Dataset extract -
☆ ☆ ☆ ☆ ☆ ☆ ☆

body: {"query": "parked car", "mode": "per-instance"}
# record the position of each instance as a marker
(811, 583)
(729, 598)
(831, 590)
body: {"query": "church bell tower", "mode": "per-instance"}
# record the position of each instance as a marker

☆ ☆ ☆ ☆ ☆ ☆ ☆

Exercise objective - Search the material for the string "body" and return each line that has it.

Exercise response -
body: {"query": "parked car", "mode": "per-instance"}
body: {"query": "church bell tower", "mode": "per-instance"}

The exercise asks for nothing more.